= The task =
Rewrite the material from the line with "Shelf-audit tagging: put a marker on the house, one" through the end of the material, requests included, and give only those lines. Multiply every answer coordinate by 0.65 and round to whole numbers, halves up; leave the requests and their format samples unchanged.

= Items from a data source =
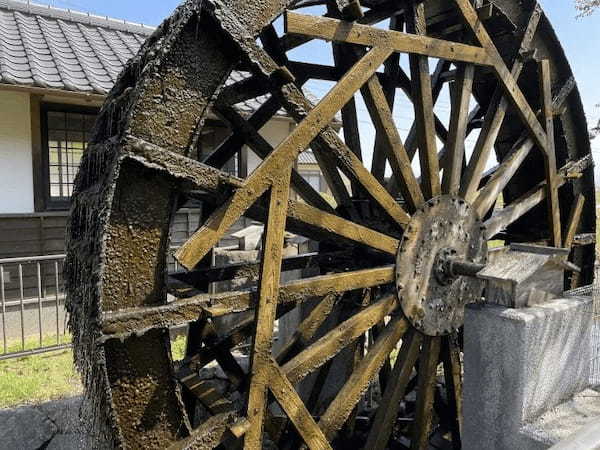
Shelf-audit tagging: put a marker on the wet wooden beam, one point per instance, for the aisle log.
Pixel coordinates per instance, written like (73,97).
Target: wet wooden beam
(251,270)
(290,402)
(335,30)
(262,148)
(341,407)
(459,119)
(380,113)
(390,71)
(215,181)
(387,412)
(505,77)
(487,195)
(340,337)
(532,198)
(574,221)
(428,363)
(453,377)
(494,118)
(268,294)
(422,97)
(307,328)
(550,155)
(195,248)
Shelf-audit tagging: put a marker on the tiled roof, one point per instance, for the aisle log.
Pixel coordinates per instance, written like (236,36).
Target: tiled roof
(54,48)
(307,157)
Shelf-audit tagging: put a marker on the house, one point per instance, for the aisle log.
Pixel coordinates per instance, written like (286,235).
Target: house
(56,67)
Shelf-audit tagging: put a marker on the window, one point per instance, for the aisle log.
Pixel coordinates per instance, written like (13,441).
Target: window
(314,179)
(66,132)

= Complete response =
Shelf-audit tagging: put a marker on the house, one point per instance, for the aisle log.
Pixel coordinates per instance, written like (286,235).
Target: house
(36,44)
Shelf-audit tagging: put a marker on the window, one point per instance, for the aisle log.
Pixel coordinates per instance, written like (13,441).
Target: window
(204,116)
(43,86)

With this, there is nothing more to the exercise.